Spatial localization data
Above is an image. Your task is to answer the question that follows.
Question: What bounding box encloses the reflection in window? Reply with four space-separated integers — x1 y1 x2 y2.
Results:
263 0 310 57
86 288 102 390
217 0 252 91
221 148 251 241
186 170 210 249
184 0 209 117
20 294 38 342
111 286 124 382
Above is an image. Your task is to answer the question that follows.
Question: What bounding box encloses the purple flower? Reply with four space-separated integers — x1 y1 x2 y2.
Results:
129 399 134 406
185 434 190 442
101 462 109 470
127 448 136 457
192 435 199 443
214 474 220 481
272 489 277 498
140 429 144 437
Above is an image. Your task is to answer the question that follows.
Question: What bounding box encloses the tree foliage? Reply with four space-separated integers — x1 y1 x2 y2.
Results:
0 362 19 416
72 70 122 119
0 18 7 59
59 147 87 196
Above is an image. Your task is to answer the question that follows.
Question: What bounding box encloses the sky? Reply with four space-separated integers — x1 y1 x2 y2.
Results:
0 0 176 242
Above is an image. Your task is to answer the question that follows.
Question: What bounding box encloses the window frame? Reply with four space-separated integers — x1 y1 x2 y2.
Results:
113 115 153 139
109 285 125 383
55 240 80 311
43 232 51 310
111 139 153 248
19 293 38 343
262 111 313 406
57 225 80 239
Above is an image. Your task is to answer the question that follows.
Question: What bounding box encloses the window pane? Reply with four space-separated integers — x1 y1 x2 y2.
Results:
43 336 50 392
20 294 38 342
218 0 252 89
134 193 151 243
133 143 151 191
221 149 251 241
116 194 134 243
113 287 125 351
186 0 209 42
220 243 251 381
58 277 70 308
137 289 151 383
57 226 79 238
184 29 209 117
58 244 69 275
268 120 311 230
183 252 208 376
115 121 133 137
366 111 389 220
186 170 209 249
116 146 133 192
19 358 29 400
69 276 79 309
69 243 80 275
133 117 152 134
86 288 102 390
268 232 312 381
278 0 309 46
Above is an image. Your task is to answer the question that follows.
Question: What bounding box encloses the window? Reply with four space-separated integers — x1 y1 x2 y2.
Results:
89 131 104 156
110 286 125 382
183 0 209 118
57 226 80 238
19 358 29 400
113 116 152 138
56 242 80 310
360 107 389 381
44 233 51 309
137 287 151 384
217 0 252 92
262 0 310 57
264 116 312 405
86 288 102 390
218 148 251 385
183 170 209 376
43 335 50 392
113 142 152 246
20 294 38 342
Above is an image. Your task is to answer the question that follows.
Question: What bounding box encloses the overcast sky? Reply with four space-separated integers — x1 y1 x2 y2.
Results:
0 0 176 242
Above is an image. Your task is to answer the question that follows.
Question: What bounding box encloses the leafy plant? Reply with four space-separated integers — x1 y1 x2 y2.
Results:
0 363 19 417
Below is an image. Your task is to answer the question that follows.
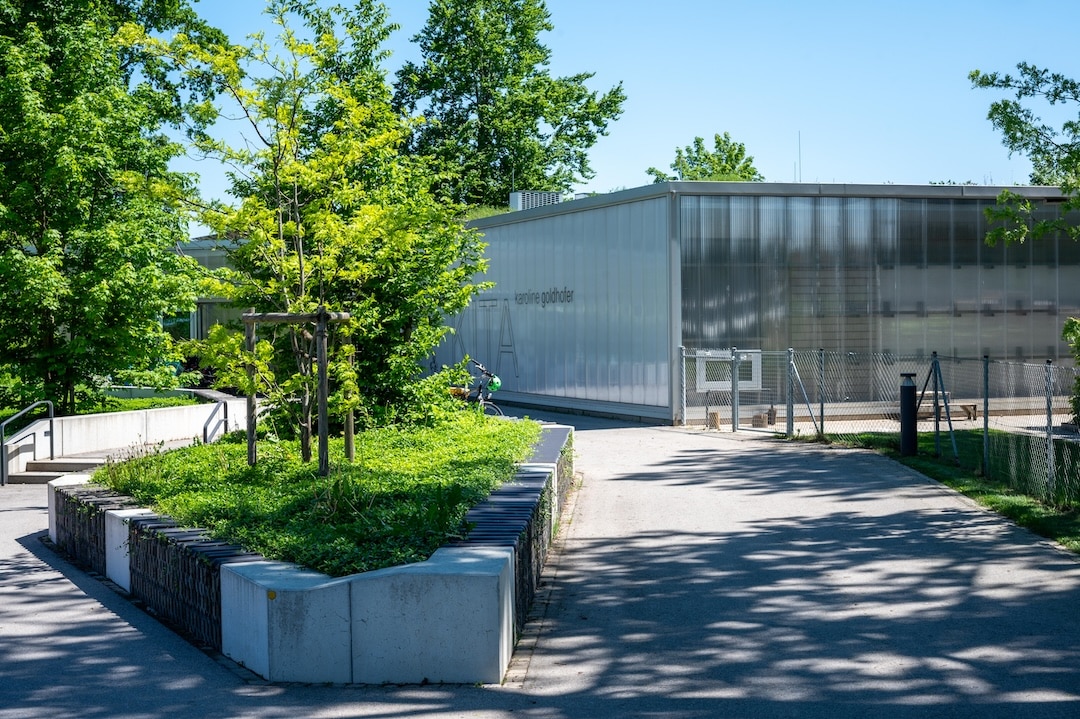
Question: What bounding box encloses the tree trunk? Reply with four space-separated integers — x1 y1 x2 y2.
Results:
300 385 313 463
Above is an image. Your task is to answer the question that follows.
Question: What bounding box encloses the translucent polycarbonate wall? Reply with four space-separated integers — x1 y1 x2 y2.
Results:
680 193 1080 362
438 195 672 417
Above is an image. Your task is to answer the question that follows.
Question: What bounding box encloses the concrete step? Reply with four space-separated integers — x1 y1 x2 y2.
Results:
6 456 107 484
6 471 64 484
26 458 105 473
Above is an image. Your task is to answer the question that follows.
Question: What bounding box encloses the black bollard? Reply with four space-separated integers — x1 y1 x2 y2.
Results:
900 372 917 456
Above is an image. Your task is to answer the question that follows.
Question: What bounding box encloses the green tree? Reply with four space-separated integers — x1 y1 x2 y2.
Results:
136 0 489 459
0 0 216 413
393 0 626 207
647 132 765 183
971 63 1080 422
970 63 1080 244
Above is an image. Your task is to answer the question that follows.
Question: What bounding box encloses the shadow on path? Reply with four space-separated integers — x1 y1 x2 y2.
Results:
3 427 1080 718
519 431 1080 717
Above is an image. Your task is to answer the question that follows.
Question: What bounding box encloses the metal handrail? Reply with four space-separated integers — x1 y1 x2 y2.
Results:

Directions for this task
Print every line above exactly as given, but not the pictures.

Result of this task
Above is an image. Your task is to answer the question that follows.
Question: What bounding box encloses the reflection in window? Reply with four space-separated integers — x1 y1 x2 y2.
Results:
263 0 310 57
86 288 102 390
217 0 252 91
221 148 251 241
186 170 210 249
184 0 209 117
20 294 38 342
111 286 124 382
Above is an image. Your task is to answer the question that follows.
Question: What bounding box encloses the purple flower? Reply with four space-separated integers — x1 y1 x2 y2.
Results:
129 399 134 406
185 434 190 442
101 462 109 470
127 448 136 457
192 435 199 443
214 474 220 481
272 489 277 498
140 429 144 437
Above is an image. Your task is to answer the question that follows.
Question: What bounding box encloses the tree foliage? Reply with four space-separated integers — x1 y1 x2 y2.
Results:
0 362 19 416
72 70 122 119
0 18 7 59
59 147 87 196
Above is an image. Your task is to answer the question that follows.
Question: What bounding box encloses the sky? Reply with four space-separated integers — x1 y1 x2 y2.
Results:
0 0 176 242
Above is an image. Your task is to answer the question that follows.
Question: What bounding box encloses the window frame? Reply with four space-separated integers — x1 y1 x2 y2.
Results:
113 115 153 139
109 285 125 383
55 240 80 311
43 232 51 310
111 139 153 248
19 293 38 343
262 111 313 406
57 225 80 239
Above is an image. Your task is to answer the question that follows.
Question: What bounding box encloses the window pane? Reply with four space-separated integers — x1 y1 x2 y2.
Results:
43 336 50 392
20 294 38 342
218 0 252 89
134 193 151 243
133 143 151 191
221 149 251 241
116 194 134 243
113 287 125 351
186 0 209 42
220 243 251 381
58 277 70 308
137 289 151 383
57 226 79 238
184 29 209 117
58 244 69 275
268 120 311 230
183 252 208 376
115 121 133 137
366 111 389 220
186 170 209 249
116 146 133 192
19 358 29 400
69 276 79 309
69 243 80 275
133 117 152 134
86 288 102 390
268 232 312 381
278 0 309 46
Above is an image. Your task is to answer the question that follows.
Question: What bounding box encloses the window? Reply with four space-separated integers — x1 y1 x2 y2.
Results:
89 131 104 156
110 286 125 382
183 0 209 118
57 226 80 238
19 358 29 400
113 116 152 138
56 242 80 310
360 107 389 381
44 233 51 309
137 287 151 384
217 0 252 92
262 0 310 57
264 116 312 405
86 288 102 390
218 148 251 385
183 170 209 376
43 335 50 392
113 142 152 246
20 294 38 342
Above is an image. Your task is to answer the question that follows.
Question: What bounding box encloses the overcast sky? Reply with four space-separated integers — x1 y1 x2 y2.
Results:
0 0 176 242
Above is an image. Your task is to answer the question that follows.
Question: What bounding box encloses the leafy plant? Reply with four space-separated integers — x1 y1 x2 y2.
Results:
0 363 19 417
Below is an image. Your task is to answer the question that follows.
Question: What bounding box encloses the tree trunk? Reply with four space-separated integers — x1 y1 x2 y2.
Results:
300 385 313 463
Above is an image. Your task is to answer the question that follows.
Question: What bounding box encloses the translucent polycarbonate wall? Reply with four space-separated integers — x1 y1 x2 y2.
Results:
680 193 1080 362
438 195 672 417
Above is an image. Your task is to answer the question that follows.
Question: What bounding box encloses the concrete step? Reply with four space-separated integers — x1 y1 x2 y2.
Results:
6 456 107 484
6 471 64 484
26 458 105 473
Above is an image. Your task is to answer the question that follows.
Question: What bounding box encloses the black bollard? Reply with four space-separated integers — x1 y1 x2 y2.
Results:
900 372 917 456
Above is an image. Your task is to answer the question that follows.
Question: What bounding box encloses the green tree? Reply with four space-separated integers — x1 y1 x2 y2.
Results:
136 0 489 459
0 0 216 413
393 0 626 207
647 132 765 183
971 63 1080 422
970 63 1080 244
Above is an image. Your task is to answer the question that follows.
Question: What bounding box encloses the shadow on path? Reply with four space-separated integers — x1 y1 x2 y2.
Results:
3 427 1080 718
519 431 1080 717
Above is an image. Your task is to answer the question that follows.
Question: What bounding box encloses the metal handrail? Reply with four space-separated integers — x1 y1 x2 y2.
Results:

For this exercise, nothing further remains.